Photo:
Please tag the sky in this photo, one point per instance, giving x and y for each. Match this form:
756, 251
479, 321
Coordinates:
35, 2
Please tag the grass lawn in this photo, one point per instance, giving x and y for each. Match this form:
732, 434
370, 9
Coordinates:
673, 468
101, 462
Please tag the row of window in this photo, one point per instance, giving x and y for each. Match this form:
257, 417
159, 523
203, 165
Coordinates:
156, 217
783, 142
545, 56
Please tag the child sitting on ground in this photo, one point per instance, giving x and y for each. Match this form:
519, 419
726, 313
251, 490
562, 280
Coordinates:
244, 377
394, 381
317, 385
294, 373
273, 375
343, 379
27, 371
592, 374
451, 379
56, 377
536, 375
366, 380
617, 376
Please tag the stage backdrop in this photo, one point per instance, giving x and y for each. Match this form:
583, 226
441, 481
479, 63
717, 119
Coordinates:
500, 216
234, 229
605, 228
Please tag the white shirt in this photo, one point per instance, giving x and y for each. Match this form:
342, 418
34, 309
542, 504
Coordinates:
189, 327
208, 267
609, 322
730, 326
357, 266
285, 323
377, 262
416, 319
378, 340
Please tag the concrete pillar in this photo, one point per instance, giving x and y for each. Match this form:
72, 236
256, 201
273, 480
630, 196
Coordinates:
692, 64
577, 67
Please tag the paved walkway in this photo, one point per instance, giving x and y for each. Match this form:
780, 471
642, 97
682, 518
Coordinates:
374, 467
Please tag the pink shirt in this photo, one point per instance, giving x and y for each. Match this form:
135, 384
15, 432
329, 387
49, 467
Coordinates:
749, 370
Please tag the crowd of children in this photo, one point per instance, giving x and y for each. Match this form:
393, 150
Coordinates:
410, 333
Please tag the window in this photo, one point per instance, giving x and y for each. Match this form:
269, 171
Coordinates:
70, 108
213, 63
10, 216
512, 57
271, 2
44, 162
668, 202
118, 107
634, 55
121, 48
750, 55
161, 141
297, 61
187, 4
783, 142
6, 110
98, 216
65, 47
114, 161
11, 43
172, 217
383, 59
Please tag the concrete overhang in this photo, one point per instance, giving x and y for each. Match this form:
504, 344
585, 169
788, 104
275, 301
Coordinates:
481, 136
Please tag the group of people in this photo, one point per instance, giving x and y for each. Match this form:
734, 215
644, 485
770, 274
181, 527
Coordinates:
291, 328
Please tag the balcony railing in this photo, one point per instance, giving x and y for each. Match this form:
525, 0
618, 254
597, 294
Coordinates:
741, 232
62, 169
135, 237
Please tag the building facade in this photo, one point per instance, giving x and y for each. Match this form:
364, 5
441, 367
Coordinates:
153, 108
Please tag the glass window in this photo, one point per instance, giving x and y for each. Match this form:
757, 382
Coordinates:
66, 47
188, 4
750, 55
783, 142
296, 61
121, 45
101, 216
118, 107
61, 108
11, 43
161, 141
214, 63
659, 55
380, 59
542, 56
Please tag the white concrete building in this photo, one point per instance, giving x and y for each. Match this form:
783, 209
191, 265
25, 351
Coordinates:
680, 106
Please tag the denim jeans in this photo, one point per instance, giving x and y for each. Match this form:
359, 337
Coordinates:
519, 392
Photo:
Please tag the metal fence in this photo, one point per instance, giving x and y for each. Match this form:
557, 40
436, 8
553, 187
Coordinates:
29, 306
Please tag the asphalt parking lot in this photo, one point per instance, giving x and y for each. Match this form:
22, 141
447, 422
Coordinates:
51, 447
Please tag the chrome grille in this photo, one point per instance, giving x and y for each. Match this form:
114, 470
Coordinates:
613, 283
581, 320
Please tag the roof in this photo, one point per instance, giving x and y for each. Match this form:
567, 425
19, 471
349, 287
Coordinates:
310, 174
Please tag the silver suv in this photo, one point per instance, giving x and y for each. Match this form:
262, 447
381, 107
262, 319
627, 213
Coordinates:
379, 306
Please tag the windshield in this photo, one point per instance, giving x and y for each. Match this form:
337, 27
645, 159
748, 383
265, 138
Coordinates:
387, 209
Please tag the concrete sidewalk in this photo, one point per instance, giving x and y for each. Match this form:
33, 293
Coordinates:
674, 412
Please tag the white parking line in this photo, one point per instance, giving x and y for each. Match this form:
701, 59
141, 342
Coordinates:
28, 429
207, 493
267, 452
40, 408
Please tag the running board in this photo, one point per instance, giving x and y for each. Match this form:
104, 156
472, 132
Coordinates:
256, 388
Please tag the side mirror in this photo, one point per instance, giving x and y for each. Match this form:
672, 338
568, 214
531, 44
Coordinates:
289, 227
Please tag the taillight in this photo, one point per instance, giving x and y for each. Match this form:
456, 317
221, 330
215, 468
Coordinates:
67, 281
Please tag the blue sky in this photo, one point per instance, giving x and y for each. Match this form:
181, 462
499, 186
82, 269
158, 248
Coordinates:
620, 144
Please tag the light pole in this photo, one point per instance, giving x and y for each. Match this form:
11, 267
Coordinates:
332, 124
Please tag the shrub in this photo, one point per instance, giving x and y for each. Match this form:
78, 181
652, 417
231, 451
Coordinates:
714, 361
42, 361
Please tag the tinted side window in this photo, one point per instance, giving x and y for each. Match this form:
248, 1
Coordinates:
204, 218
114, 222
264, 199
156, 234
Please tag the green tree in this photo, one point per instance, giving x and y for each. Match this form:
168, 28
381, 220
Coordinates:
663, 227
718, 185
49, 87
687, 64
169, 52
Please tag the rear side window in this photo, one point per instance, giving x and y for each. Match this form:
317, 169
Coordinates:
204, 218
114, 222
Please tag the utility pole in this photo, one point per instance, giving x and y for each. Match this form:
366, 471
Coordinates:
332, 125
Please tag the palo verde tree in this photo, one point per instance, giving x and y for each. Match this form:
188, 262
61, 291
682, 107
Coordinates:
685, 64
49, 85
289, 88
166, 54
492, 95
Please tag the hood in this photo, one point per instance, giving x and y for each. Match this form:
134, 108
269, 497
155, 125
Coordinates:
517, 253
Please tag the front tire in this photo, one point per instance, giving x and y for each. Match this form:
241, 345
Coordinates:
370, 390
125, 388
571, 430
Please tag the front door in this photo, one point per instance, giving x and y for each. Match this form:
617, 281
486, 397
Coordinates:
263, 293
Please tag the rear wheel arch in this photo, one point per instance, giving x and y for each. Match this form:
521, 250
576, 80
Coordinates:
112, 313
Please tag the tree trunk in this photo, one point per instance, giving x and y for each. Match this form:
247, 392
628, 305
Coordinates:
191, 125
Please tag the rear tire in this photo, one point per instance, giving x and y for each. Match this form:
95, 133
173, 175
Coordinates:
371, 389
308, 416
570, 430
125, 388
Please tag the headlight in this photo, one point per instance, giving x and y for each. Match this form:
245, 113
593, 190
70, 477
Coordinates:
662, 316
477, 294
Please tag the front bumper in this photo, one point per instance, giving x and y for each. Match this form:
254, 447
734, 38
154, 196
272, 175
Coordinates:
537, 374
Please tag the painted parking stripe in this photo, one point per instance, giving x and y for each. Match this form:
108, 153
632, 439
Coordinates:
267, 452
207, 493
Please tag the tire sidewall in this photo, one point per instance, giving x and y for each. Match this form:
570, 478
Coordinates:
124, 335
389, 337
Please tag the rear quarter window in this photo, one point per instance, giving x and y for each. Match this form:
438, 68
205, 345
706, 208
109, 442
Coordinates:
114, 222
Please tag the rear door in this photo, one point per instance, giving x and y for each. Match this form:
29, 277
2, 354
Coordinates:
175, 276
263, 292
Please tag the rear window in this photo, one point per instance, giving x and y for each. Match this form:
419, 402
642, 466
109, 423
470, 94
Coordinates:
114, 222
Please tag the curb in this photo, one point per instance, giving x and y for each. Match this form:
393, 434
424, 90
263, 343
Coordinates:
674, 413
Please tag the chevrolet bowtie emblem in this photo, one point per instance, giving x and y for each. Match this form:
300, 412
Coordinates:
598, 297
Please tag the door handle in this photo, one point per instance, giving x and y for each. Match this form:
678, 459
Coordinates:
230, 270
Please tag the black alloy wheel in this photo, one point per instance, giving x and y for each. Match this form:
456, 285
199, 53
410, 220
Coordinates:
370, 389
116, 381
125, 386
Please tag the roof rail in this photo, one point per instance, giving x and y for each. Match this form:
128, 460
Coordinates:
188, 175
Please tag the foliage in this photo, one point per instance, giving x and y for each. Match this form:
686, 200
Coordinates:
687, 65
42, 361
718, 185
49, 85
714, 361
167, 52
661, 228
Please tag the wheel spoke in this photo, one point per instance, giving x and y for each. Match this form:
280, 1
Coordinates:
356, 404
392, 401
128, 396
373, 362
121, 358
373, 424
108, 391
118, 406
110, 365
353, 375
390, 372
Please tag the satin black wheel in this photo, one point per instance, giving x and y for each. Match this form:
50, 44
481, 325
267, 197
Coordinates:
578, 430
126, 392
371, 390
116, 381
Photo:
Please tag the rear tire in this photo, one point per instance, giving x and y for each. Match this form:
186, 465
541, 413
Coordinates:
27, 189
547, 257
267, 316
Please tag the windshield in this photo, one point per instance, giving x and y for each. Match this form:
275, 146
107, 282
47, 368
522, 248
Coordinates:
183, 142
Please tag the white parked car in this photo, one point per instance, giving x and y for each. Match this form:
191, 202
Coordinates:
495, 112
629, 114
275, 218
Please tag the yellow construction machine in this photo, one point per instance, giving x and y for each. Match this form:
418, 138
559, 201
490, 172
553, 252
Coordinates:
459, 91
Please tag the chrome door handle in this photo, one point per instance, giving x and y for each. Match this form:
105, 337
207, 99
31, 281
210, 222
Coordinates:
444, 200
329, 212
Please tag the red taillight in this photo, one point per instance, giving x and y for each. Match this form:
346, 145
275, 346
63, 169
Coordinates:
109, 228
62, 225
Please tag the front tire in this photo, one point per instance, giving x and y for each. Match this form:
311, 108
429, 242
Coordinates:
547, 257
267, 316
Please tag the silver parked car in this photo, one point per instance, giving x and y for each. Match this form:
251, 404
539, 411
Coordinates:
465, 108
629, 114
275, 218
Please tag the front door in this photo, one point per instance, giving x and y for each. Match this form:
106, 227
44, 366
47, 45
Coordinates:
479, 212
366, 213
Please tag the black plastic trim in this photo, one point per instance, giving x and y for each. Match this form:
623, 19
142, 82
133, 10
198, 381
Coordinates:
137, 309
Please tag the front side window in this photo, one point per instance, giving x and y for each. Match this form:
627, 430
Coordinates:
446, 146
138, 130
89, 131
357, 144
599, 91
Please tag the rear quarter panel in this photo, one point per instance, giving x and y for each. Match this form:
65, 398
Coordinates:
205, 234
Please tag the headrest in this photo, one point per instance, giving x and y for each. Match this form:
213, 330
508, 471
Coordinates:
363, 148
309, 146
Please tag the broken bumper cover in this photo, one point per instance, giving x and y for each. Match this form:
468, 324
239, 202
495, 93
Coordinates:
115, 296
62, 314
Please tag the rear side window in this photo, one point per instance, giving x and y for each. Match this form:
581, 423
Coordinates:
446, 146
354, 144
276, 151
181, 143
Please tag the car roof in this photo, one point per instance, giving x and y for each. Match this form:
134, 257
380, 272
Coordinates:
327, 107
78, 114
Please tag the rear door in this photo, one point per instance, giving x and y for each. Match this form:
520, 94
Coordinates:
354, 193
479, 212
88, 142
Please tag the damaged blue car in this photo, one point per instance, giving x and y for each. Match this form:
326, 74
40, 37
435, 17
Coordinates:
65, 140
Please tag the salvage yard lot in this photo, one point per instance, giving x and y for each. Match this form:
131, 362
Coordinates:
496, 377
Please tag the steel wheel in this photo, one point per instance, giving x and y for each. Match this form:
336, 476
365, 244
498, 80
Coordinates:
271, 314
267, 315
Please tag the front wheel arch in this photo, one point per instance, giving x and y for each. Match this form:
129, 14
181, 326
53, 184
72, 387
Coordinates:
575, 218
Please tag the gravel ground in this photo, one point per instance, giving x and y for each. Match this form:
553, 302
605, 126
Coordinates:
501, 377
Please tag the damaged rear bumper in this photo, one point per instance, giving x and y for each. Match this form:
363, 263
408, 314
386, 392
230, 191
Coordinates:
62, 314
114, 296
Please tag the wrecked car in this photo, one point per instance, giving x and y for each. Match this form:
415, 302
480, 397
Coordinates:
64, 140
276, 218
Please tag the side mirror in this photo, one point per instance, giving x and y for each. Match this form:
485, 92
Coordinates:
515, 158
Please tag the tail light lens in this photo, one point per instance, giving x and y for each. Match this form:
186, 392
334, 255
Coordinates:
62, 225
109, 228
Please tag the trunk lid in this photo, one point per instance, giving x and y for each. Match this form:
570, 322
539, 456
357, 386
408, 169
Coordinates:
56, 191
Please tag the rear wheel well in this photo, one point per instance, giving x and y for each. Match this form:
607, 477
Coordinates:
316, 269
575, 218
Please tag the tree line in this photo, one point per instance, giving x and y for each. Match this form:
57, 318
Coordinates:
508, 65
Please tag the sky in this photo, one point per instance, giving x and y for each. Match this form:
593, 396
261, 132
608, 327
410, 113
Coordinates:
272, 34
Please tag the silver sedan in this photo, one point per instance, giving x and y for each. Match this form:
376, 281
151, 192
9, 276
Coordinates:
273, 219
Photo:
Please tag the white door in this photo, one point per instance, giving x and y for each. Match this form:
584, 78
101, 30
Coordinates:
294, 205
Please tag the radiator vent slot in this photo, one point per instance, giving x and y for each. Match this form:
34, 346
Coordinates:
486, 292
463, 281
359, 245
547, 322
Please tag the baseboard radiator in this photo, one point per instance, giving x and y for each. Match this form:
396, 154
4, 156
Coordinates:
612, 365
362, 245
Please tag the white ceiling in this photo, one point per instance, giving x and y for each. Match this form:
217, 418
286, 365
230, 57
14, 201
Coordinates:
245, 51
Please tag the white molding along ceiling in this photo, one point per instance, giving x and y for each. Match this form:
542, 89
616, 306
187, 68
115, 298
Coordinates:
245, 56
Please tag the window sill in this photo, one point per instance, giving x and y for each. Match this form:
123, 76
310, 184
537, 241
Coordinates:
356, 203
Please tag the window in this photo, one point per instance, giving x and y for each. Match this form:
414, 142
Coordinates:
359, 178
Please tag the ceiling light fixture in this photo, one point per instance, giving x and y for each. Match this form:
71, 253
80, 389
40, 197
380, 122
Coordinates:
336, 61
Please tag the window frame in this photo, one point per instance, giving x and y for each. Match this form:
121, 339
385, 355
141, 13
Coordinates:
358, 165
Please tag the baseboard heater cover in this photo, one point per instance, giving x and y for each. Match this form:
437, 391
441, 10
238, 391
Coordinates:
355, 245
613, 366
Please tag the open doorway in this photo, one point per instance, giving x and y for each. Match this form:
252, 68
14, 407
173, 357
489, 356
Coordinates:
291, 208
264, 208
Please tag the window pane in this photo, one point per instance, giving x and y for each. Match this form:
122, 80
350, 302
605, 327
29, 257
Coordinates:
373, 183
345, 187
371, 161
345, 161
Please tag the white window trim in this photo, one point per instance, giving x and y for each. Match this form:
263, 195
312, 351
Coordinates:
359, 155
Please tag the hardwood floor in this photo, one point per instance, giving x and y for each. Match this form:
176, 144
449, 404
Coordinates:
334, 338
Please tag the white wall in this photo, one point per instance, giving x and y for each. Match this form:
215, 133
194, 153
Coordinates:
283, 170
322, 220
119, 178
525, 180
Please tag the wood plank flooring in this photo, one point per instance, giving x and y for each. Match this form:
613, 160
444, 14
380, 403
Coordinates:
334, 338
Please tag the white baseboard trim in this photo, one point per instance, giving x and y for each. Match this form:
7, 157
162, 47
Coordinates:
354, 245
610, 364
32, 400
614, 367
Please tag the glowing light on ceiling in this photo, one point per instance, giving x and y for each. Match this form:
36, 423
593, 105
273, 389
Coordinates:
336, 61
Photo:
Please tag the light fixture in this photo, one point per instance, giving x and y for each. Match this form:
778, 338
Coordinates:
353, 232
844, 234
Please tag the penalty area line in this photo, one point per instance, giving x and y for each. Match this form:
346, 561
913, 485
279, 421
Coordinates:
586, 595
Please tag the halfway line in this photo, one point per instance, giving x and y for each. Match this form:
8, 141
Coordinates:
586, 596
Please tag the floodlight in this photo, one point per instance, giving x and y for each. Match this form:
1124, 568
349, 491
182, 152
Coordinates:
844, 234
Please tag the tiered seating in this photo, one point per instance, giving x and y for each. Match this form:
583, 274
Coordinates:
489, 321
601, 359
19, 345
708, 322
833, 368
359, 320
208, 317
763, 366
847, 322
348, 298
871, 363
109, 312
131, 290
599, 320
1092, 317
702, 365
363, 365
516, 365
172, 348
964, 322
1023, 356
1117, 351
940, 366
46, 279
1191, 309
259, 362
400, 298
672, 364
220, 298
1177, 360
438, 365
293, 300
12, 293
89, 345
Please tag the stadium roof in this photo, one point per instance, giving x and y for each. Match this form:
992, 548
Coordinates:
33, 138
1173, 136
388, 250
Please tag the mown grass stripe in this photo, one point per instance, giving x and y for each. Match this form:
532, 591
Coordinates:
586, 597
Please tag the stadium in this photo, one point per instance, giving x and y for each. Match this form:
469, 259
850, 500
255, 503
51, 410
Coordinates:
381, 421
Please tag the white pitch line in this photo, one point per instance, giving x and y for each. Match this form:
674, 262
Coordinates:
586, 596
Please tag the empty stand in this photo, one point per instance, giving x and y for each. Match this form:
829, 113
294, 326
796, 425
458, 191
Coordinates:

#### [INSTRUCTION]
Quote, without alteration, the final stretch of the entries: the line with "Please tag the stadium roof" onward to the last line.

#### [TASK ANSWER]
Please tag the stadium roof in this photo, one point per instance, giving x and y for each. Match this form:
992, 548
Coordinates:
33, 138
1173, 136
388, 250
Please tag the mown grass stripe in this photo, one point per instance, giving x and y for each. Match this form:
532, 591
Coordinates:
586, 597
Please tag the stadium in this photo, one point per instance, giving x and y for each. Match this form:
469, 259
850, 500
255, 503
51, 410
Coordinates:
381, 421
Please tag the white pitch line in this photo, one point per instance, giving x and y for each. Match this form:
674, 262
Coordinates:
586, 596
Please tag the empty stand in this photo, one point per instance, giving x and y for each. Match this form:
829, 113
294, 326
796, 425
458, 191
Coordinates:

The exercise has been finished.